(Pointing and labeling entries)
- - -
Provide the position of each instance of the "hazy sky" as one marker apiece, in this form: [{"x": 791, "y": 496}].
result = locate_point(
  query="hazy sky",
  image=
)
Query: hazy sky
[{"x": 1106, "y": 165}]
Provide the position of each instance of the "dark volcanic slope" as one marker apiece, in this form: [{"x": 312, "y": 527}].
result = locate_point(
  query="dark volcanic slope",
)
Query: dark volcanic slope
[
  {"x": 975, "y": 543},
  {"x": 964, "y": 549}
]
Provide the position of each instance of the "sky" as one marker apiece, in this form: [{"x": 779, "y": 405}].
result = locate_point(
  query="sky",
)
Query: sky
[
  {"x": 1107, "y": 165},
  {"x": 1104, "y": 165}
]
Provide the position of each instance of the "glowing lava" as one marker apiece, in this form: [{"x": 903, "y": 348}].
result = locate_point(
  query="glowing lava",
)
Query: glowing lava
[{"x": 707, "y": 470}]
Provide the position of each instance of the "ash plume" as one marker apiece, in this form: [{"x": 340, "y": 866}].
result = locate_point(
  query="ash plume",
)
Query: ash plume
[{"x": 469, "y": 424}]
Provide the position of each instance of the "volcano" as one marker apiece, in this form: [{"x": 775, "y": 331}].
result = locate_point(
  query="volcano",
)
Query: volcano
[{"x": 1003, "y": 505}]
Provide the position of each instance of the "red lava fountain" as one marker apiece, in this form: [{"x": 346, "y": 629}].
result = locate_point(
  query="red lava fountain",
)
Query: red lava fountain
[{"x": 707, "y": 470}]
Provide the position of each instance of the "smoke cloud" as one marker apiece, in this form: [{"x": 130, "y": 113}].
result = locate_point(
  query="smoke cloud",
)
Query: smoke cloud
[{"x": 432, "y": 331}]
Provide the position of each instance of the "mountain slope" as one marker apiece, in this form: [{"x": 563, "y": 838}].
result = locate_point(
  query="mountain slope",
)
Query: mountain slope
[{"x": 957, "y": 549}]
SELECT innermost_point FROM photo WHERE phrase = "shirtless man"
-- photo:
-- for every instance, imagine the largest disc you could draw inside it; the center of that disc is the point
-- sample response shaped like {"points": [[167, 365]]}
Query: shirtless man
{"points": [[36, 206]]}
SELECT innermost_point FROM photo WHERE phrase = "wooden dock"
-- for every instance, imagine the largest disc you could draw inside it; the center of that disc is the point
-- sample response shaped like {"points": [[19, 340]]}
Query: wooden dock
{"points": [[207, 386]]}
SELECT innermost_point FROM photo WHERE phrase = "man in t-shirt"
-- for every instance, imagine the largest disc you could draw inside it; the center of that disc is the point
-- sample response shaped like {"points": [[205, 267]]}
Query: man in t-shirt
- - -
» Requirements
Produce an exact copy of all the records.

» Exercise solution
Provide the position of each instance of the "hazy sky" as one marker apiece, in this form: [{"x": 791, "y": 496}].
result = locate_point(
  query="hazy sky",
  image=
)
Query: hazy sky
[{"x": 1106, "y": 165}]
Provide the position of each instance of the "dark volcanic slope" as one marker apiece, in this form: [{"x": 312, "y": 527}].
result = locate_point(
  query="dark volcanic slope",
)
Query: dark volcanic slope
[
  {"x": 975, "y": 543},
  {"x": 964, "y": 549}
]
Provide the position of each instance of the "sky" as one marker apiece, in this form: [{"x": 779, "y": 405}].
result = locate_point(
  query="sky",
)
Query: sky
[
  {"x": 1107, "y": 165},
  {"x": 1104, "y": 165}
]
Provide the position of each instance of the "glowing lava" as one marker apiece, in this form: [{"x": 903, "y": 348}].
result = locate_point(
  query="glowing lava",
)
Query: glowing lava
[{"x": 707, "y": 470}]
Provide the position of each instance of the "ash plume" as one marker apiece, in this form: [{"x": 340, "y": 866}].
result = locate_point(
  query="ash plume",
)
Query: ash plume
[{"x": 469, "y": 424}]
Provide the position of each instance of the "volcano" as one marker apiece, in this form: [{"x": 775, "y": 331}].
result = locate_point(
  query="volcano",
)
Query: volcano
[{"x": 1003, "y": 505}]
Provide the position of each instance of the "red lava fountain" as one marker apiece, in this form: [{"x": 346, "y": 629}].
result = locate_point(
  query="red lava fountain",
)
Query: red lava fountain
[{"x": 707, "y": 470}]
Provide the position of each instance of the "smoke cloud" as one marker apiece, in this form: [{"x": 130, "y": 113}].
result = locate_point(
  query="smoke cloud",
)
Query: smoke cloud
[{"x": 432, "y": 331}]
Provide the position of each instance of the "mountain slope" as one marker apiece, in this form: [{"x": 563, "y": 838}].
result = locate_point(
  query="mountain slope",
)
Query: mountain slope
[{"x": 957, "y": 549}]
SELECT innermost_point FROM photo WHERE phrase = "shirtless man"
-- photo:
-- for every instance, imagine the largest disc you could draw inside it; the center of that disc is the point
-- sample response shaped like {"points": [[167, 365]]}
Query: shirtless man
{"points": [[36, 206]]}
SELECT innermost_point FROM photo WHERE phrase = "wooden dock"
-- for every instance, imagine the largest disc you could draw inside it; the center of that disc is the point
-- sample response shaped like {"points": [[19, 340]]}
Query: wooden dock
{"points": [[207, 386]]}
SELECT innermost_point FROM photo WHERE phrase = "man in t-shirt"
-- for every instance, imagine the largest disc you could draw inside it; the center of that disc is the point
-- sample response shaped like {"points": [[205, 267]]}
Query: man in t-shirt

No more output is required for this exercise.